Exercise description:
Rename "tally sheet" to "count log" everywhere it occurs in the listing below, and write out the whole listing again with nothing else changed.

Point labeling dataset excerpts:
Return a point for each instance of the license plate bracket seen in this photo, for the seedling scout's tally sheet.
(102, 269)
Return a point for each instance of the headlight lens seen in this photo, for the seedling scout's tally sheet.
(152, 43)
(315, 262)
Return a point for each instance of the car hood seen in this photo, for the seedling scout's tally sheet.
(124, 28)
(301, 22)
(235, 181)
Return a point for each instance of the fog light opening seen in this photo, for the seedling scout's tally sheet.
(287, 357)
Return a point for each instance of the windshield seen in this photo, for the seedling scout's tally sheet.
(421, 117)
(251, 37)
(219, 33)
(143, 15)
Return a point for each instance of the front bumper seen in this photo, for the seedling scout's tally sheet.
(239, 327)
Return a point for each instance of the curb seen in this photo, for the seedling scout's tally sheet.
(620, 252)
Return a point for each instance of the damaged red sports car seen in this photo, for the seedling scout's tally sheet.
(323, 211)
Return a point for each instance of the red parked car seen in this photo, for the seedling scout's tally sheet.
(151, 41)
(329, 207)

Answer to this exercise:
Return a point for each instance of the license plate bracket seen in this photo, for the seedling scout's count log.
(102, 269)
Return a point for each instance of the headlight lens seen in this photo, for the seedling scout's count log.
(152, 43)
(315, 262)
Return a point for each instance of the car hood seen in this photo, for the seedling scout's count log.
(124, 28)
(301, 22)
(235, 181)
Return a point for each instance of the fog light opening seen in this photo, for the seedling scout's count log.
(287, 357)
Return a point for each instance of the windshield seen in this photo, for the seedling scout's count log.
(421, 117)
(251, 37)
(219, 33)
(143, 15)
Return a point for each instance of the front bumper seen in this photo, for the seedling scout's count log.
(239, 327)
Return a point for each instance of the curb seen in this photo, for the seedling scout's count log.
(620, 252)
Return a point for each instance of the damaged red sports car seen in this photo, for the seedling scout's count log.
(323, 211)
Return a point for each instance of the red parked car seen in this photo, for the seedling scout's count log.
(151, 41)
(329, 207)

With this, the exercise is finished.